Short task A: From the forum thread on dual front disc brakes, list every poster whose name appears with a date from 2004.
Short task B: Switch "duals" to "twin rotors" in the forum thread on dual front disc brakes, and give everything from "I agree with" down to "on some motorcycles.".
Short task C:
Answer these about the forum thread on dual front disc brakes, marking each answer like its question:
(i) What does patico_cr think a twin front brake setup could be useful for?
(ii) What rotor size does SHIVER ME TIMBERS mention?
(iii) What does LarryFahn say are all he needs?

==== Passage shown ====

Three words: Cease and Desist.


----------



## stylie (Jan 6, 2007)

essenmeinstuff said:


> Dirt bikes are heavier and much faster then we would ever be on a mtb, and they do just fine with a single disk up front. Its just marketing hype to fools.


I agree with you on the whole hype thing but understand, I am personally not a fan of the whole dual disc thing. I was just pointing out why sometime in the future there might be a need for it. Look at street bikes, they run 2 big a$$ duals up front due to the speed they are designed to carry. That is why I said there might be a need for duals in the future. But as it stands now.... it just dosen't have a market, unless you want to try and break the world's speed record. THEN, there might be a need for it.


----------



## patico_cr (Apr 19, 2017)

Let's bring this thread back to life. 
Brakes have been the topic of the week in my LBS, and I started the discussion about the possibility of 2 front discs, just like it's done on some motorcycles.
I really believe a twin front brake setup could be useful for cooling purposes, not for better stopping power. There's plenty of power in current systems. But overheating is quite the issue today. 

If you normally need 4 "brake powers" apllied by your front caliper, you'll be aplying 4 "heat units" on a single disc.
Having 2 calipers, each disc can receive 2 "brake powers" and 2 "heat units" and perform the same. 
It would mean less heat and a lower chance of warping or glazing of the brake parts and even fluid boiling.

Of course, both calipers activated by a single lever is the most plausible option. Probably with a bigr main cylinder and a specially designed hose.

Other setups could be tried as well, with some learning curve implied. 

I'd be happy to try a setup like that.


----------



## shwinn8 (Feb 25, 2006)

I can only see dual front brakes being useful maybe for the world record attempt style speed speed runs


----------



## 006_007 (Jan 12, 2004)

My judgement was correct ignoring this thread 9 years ago.......


----------



## Mountain Cycle Shawn (Jan 19, 2004)

The purpose of dual disc brakes is to have exceptionally good modulation and power at the same time. If you know how to use it and you have a brake with great modulation, it can be used as a traction control device in the corners. Especially slippery corners. I use this technique on a dirt bike and while driving the canyons in a sports car, and it works very well.


----------



## LarryFahn (Jul 19, 2005)

Maybe the morons on 29" DH bikes will need them to slow down their wagons.


----------



## SHIVER ME TIMBERS (Jan 12, 2004)

the only reason to have 2 rotors up front if you are over 250 lbs and are a rookie starting out....

even if you are a beginer going down steep hills riding your brakes (which causes a lot of heat).... if you have a great brakes on 8 inch rotors you don't need 2 front rotors


----------



## LarryFahn (Jul 19, 2005)

I'm over 250 and all I need are my Hopes. No issues there. Even back in '07 my Code's were full of power! This is just a stupid discussion. Fahn


----------



## Bigjunk1 (Sep 17, 2016)

Front brakes effect steering in corners adversely. The rear is important when cornering.


----------



## RAKC Ind (Jan 27, 2017)

==== Listed records ====

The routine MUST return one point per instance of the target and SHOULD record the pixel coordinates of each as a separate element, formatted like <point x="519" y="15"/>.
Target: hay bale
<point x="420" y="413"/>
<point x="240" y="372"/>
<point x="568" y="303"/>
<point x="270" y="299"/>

====

Response A:
006_007
Mountain Cycle Shawn
SHIVER ME TIMBERS

Response B:
I agree with you on the whole hype thing but understand, I am personally not a fan of the whole dual disc thing. I was just pointing out why sometime in the future there might be a need for it. Look at street bikes, they run 2 big a$$ twin rotors up front due to the speed they are designed to carry. That is why I said there might be a need for twin rotors in the future. But as it stands now.... it just dosen't have a market, unless you want to try and break the world's speed record. THEN, there might be a need for it.


----------



## patico_cr (Apr 19, 2017)

Let's bring this thread back to life. 
Brakes have been the topic of the week in my LBS, and I started the discussion about the possibility of 2 front discs, just like it's done on some motorcycles.

Response C:
(i) Cooling, not better stopping power.
(ii) 8 inch rotors.
(iii) His Hopes.